Mobile banking is booming and so is fraud. Here’s how to help stop it
Mobile banking is an easy target for criminals. Bernard Rono from NetGuardians outlines how banks and their customers are exposed, and sets out what to look for in a solution
With retail mobile banking (mbanking) payments of around $507bn last year, it is clear that banks will continue to mine the rich seam of mobile technologies for new business. But as the services offered over mbanking grow, so too does the threat of fraud – exposing banks to new reputational risks, and their clients to devastating losses.
When it comes to mbanking, the task of protecting accounts is complex because customers have full control over where and when they initiate mbanking transactions – for example, whether they choose to use private (encrypted) or public Wi-Fi networks to conduct business.
Often, customers don’t know when they are putting themselves at risk, and this lack of awareness is probably the biggest problem bank face. In reality, all stakeholders need to be on board in the fight against fraud, and include the banks themselves, aggregators and third-party vendors, and clients. By educating all stakeholders and looking across every aspect of their behavior, fraud-monitoring services become holistic and more effective.
So how are fraudsters breaching traditional risk controls in mobile services, and how can they be stopped?
While digitization can reduce fraud because digital money trails are easy to track, it is also the case that mbanking has created new opportunities for fraudsters to access bank accounts. In addition, the large volumes of data generated by mobile banking are in themselves valuable to criminals.

- Provided data:
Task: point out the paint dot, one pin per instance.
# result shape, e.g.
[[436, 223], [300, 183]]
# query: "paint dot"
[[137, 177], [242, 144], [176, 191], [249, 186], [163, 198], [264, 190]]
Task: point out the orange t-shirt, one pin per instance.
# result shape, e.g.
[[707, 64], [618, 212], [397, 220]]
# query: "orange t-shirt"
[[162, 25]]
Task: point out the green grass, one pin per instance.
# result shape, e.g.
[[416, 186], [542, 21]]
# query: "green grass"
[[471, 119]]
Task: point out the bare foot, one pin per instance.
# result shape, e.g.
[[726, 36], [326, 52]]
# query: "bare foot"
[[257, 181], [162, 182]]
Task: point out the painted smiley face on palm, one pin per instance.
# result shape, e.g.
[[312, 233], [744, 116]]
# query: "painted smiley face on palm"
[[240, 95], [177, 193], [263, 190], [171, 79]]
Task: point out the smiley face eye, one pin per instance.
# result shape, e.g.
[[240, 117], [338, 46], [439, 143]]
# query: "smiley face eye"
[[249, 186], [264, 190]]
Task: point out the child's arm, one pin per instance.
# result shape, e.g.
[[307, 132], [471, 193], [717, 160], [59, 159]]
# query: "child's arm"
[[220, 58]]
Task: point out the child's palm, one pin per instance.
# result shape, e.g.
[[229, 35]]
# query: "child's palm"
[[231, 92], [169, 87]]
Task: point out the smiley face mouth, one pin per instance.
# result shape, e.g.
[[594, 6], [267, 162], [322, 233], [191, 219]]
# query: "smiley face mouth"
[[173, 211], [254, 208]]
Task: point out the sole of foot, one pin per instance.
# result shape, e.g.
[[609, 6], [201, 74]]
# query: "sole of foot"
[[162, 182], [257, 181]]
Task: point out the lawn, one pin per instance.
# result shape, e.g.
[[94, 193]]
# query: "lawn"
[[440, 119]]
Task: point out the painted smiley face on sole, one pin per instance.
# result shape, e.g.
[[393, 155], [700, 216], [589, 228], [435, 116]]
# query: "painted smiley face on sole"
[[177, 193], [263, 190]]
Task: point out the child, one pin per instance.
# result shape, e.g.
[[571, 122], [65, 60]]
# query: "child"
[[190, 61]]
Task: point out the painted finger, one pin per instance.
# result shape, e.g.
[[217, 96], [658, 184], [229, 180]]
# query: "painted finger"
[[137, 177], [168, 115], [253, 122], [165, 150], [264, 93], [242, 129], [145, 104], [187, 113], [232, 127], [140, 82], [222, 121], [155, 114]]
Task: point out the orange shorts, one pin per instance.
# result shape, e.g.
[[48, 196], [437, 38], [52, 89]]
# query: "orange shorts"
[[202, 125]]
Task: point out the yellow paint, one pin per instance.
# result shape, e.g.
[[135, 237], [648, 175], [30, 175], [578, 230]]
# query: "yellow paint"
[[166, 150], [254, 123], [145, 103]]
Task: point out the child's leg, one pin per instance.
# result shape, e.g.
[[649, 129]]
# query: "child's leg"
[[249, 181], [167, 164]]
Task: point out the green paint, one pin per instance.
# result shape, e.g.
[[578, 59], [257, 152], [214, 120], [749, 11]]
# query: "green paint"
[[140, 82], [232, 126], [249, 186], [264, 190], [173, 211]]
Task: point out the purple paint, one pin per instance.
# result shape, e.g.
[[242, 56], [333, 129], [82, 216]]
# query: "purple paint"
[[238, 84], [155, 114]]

- Exercise directions: Decide whether each statement below agrees with the article on mobile banking fraud, answering yes or no and quoting the deciding words of the article. 1. Retail mobile banking payments came to around $507bn last year. 2. Customers have full control over where and when they initiate mobile banking transactions. 3. Digital money trails are hard to track, so digitization makes fraud harder to detect.

- Response area:
1. Yes: "With retail mobile banking (mbanking) payments of around $507bn last year"
2. Yes: "customers have full control over where and when they initiate mbanking transactions"
3. No: "digitization can reduce fraud because digital money trails are easy to track"